▸ **Exercise requirements**: Would you please copy the entries exactly, leaving every picture aside?

━━━ Dataset excerpts

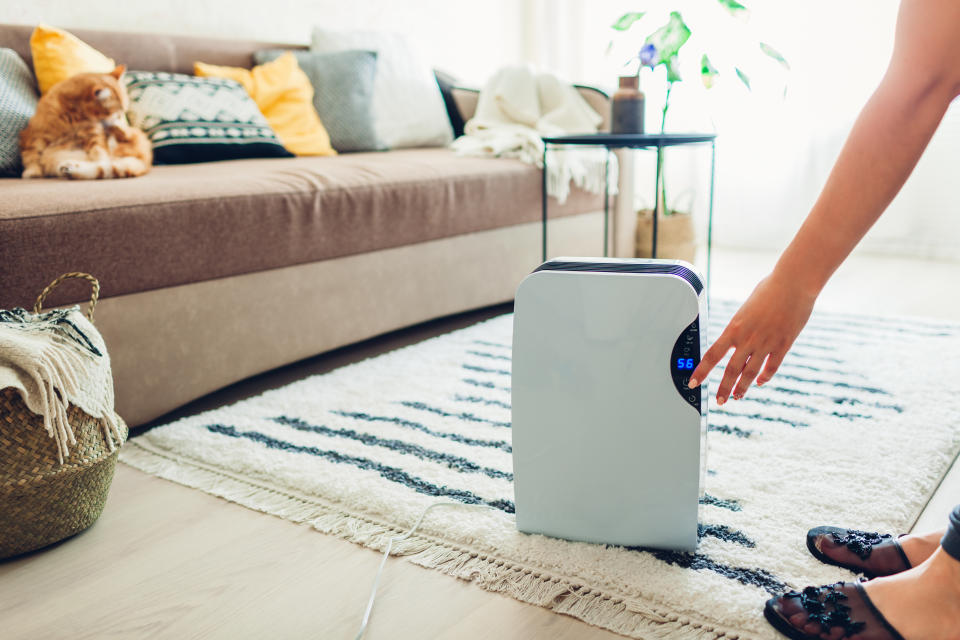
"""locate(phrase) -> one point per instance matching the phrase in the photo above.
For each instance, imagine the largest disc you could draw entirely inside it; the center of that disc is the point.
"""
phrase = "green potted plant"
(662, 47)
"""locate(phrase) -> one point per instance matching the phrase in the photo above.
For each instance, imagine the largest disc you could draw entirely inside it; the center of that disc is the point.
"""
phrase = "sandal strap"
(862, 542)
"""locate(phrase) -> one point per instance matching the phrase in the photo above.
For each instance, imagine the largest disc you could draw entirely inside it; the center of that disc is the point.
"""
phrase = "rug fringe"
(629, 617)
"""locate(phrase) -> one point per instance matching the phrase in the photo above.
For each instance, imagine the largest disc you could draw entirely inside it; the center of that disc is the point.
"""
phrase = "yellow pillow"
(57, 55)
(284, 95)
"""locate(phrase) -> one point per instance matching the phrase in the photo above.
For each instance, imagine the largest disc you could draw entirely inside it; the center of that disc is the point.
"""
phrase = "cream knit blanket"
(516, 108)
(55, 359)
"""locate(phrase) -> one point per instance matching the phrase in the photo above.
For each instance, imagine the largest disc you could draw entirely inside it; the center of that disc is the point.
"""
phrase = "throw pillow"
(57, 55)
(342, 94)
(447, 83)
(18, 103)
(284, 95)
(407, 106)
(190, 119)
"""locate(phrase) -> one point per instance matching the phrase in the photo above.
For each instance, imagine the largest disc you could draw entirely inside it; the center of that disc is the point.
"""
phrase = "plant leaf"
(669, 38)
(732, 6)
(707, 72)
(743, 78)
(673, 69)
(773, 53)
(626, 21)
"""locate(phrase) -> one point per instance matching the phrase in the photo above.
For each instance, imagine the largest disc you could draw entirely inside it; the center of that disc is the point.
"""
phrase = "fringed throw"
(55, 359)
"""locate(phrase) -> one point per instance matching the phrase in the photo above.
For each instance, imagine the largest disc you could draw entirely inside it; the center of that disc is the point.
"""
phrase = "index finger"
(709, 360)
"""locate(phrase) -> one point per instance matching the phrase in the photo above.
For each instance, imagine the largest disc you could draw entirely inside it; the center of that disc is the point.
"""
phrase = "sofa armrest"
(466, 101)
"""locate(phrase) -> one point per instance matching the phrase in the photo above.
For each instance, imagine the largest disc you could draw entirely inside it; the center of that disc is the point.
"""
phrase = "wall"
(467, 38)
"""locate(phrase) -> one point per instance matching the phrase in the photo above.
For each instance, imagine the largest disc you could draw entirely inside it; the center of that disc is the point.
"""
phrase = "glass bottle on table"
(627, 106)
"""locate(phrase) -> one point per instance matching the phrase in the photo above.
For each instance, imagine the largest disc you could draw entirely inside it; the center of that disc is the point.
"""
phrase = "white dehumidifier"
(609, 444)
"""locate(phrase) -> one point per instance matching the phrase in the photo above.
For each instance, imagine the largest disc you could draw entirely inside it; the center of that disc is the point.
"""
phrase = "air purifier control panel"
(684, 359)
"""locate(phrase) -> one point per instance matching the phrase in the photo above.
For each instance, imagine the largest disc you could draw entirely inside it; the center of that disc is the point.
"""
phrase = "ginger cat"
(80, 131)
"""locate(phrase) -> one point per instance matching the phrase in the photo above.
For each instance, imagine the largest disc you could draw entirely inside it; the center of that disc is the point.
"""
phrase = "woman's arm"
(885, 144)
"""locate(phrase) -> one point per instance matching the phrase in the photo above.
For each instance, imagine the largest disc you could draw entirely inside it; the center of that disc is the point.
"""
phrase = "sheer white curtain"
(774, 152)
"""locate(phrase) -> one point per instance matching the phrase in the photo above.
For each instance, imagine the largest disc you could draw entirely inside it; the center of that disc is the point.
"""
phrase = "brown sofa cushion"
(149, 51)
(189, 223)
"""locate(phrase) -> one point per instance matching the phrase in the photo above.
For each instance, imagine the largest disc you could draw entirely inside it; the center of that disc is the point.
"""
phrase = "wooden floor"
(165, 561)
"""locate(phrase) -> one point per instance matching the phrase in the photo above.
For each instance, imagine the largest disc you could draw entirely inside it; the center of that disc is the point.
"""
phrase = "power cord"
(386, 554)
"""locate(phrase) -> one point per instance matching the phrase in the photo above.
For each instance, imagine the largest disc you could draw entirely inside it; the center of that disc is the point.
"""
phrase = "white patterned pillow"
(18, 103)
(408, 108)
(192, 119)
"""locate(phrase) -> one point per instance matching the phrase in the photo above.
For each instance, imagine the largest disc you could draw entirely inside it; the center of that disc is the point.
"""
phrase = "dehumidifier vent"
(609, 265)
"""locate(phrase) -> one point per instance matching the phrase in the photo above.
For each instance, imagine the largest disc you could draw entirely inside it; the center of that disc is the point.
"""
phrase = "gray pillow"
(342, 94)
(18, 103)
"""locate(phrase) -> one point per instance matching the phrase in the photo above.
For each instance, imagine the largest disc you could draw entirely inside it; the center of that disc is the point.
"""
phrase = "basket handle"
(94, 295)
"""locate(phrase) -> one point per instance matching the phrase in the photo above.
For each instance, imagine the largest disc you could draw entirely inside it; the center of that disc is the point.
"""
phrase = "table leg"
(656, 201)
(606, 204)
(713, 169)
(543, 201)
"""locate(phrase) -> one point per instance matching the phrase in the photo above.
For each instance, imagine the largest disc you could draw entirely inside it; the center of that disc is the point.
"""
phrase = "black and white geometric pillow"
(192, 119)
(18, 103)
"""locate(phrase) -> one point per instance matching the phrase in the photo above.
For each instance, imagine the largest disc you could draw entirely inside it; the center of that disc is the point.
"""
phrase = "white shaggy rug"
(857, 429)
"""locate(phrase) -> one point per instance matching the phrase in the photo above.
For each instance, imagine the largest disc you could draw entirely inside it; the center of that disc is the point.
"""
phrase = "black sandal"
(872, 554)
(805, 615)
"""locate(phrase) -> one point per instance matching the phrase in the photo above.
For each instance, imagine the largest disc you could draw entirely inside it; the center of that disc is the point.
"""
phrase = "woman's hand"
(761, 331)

━━━━━━

▸ **Answer section**:
"""locate(phrase) -> one point per instance matching the phrase in the photo above.
For each instance, imagine the largest disc you could draw entirely inside it; the center of that disc is the point.
"""
phrase = "green potted plant"
(662, 47)
"""locate(phrase) -> one point per instance matching the phrase in the photo above.
For each instance, imagine the largest disc you could draw entirely inside it; the center of that disc is the point.
"""
phrase = "sandal strap"
(862, 542)
"""locate(phrase) -> one point per instance matching the phrase in the photo above.
For each instance, imagine the largest disc you could draw entirely inside it; the center of that disc is the point.
"""
phrase = "rug fringe"
(629, 617)
"""locate(phrase) -> one point per instance matching the phrase in the photo above.
For each instance, imagine the largest disc you could draw entirely inside it; the center of that disc is the point.
"""
phrase = "yellow pillow"
(57, 55)
(284, 95)
"""locate(phrase) -> one point per instance matching the phrase in the photo above.
For each instance, imagine the largest disc you could draw entirely inside it; the center of that disc is the point.
"""
phrase = "cream knit blanket"
(516, 108)
(55, 359)
"""locate(phrase) -> one point per instance matching the phrase in the photo above.
For each instance, imagine the largest disc you could draw entirely inside it; the center of that disc is the point.
"""
phrase = "throw pillow"
(57, 55)
(342, 94)
(447, 83)
(18, 103)
(284, 95)
(407, 106)
(190, 119)
"""locate(phrase) -> one point per instance matching the phrase in the photo above.
For each instance, imagine the largest disc you could draw entirely inside it; the center of that disc is the point.
"""
phrase = "plant leaf"
(669, 38)
(732, 6)
(707, 72)
(743, 78)
(673, 69)
(773, 53)
(626, 21)
"""locate(phrase) -> one point per instance matching the phrase in the photo above.
For each instance, imagine the largest disc you could draw entirely inside it; the center of that disc is the point.
"""
phrase = "fringed throw"
(55, 359)
"""locate(phrase) -> one point per instance matching the phrase in the photo above.
For each instance, imagine the largest disc you could draw entirely inside it; the center of that disc is the point.
"""
phrase = "index finger"
(709, 360)
"""locate(phrase) -> one point per instance matching the phrase in the photo above.
For each instance, imagine the largest disc you could draw entirely inside it; the center of that disc is the point.
"""
phrase = "sofa armrest"
(466, 101)
"""locate(phrase) -> one point per instance matching the phrase in the photo above.
For each instance, imagine the largest disc you could draw entirely inside it; the center of that disc is the point.
"""
phrase = "wall"
(467, 38)
"""locate(phrase) -> one point per instance matching the phrase in the photo above.
For each instance, imagine the largest disc you could draw entirely inside it; the center of that disc is the point.
"""
phrase = "glass bottle on table"
(627, 106)
"""locate(phrase) -> one point per instance matching the phrase in the photo above.
For each instance, imagine the largest disc you could draw entirely inside it; the center of that disc is the point.
"""
phrase = "white dehumidifier"
(609, 444)
"""locate(phrase) -> one point per instance matching the phrase in the photo above.
For each instance, imagine the largest disc you could draw entirely inside it; the center of that disc is the point.
"""
phrase = "air purifier control panel"
(684, 359)
"""locate(phrase) -> one point per instance matching the phrase in the photo above.
For each instance, imagine the largest disc you could draw entirely inside it; the center of that disc is the point.
"""
phrase = "ginger cat"
(80, 131)
"""locate(phrase) -> one point per instance matching the phrase in the photo above.
For each instance, imagine the largest disc you could draw entirely inside it; the center of that disc is the point.
"""
phrase = "woman's arm"
(885, 144)
"""locate(phrase) -> one point per instance matching the phrase in the photo above.
For each instance, imagine the largest disc you could draw entirely inside it; the center of that disc is the point.
"""
phrase = "sheer white curtain"
(774, 152)
"""locate(phrase) -> one point per instance matching the phrase in the photo above.
For each instance, imagine the largest disc you could draw entirely inside it; the center of that disc is the point.
"""
phrase = "brown sofa cushion"
(149, 51)
(189, 223)
"""locate(phrase) -> one point per instance matching the phrase in the photo above.
For each instance, imagine the largest disc you could draw entirely inside it; the center of that disc is the point.
"""
phrase = "wooden floor"
(165, 561)
"""locate(phrase) -> one point per instance matching the phrase in the photo above.
For each instance, imagine the largest disc you could draw entirely inside it; the center of that disc is the point.
"""
phrase = "power cord"
(386, 554)
"""locate(phrase) -> one point per instance matching the phrase in the photo above.
For each instance, imagine the largest disc you could draw entirely inside it; the center of that disc is the point.
"""
phrase = "white patterned pillow"
(18, 103)
(408, 108)
(192, 119)
"""locate(phrase) -> one point per instance matching the phrase in the photo above.
For each instance, imagine the largest disc you could draw entirely inside it; the center of that disc is the point.
"""
phrase = "dehumidifier vent"
(609, 265)
"""locate(phrase) -> one point per instance matching the phrase in the photo above.
For each instance, imagine the largest disc you could draw entirely inside it; the center of that disc is the point.
"""
phrase = "gray pillow"
(342, 94)
(18, 103)
"""locate(phrase) -> one point per instance matching the phrase in the photo above.
For each instance, imagine the largest disc you could draw entirely inside it; the center of that disc is the point.
"""
phrase = "basket handle"
(94, 295)
"""locate(phrase) -> one point per instance matching the phrase in the photo above.
For each instance, imagine the largest disc you could draw entirely inside it; the center of that disc is the point.
"""
phrase = "table leg"
(656, 201)
(606, 204)
(713, 169)
(543, 201)
"""locate(phrase) -> one point per instance matching the phrase in the photo above.
For each instance, imagine the largest disc you could draw entirely inside it; the center of that disc is the point.
"""
phrase = "black and white geometric pillow"
(192, 119)
(18, 103)
"""locate(phrase) -> one point per instance matching the phrase in the photo above.
For each instance, imagine the largest disc you could draw entirely inside it; the center of that disc is the point.
"""
phrase = "white shaggy rug"
(857, 429)
"""locate(phrase) -> one point per instance matching the phrase in the photo above.
For each instance, imagine the largest disc you could draw entirely inside it; the center of that disc is the point.
"""
phrase = "black sandal"
(872, 554)
(805, 615)
"""locate(phrase) -> one point per instance matching the phrase in the photo above.
For each instance, imagine the largest disc you could draw entirely inside it; the center of that disc is the point.
"""
phrase = "woman's hand"
(761, 331)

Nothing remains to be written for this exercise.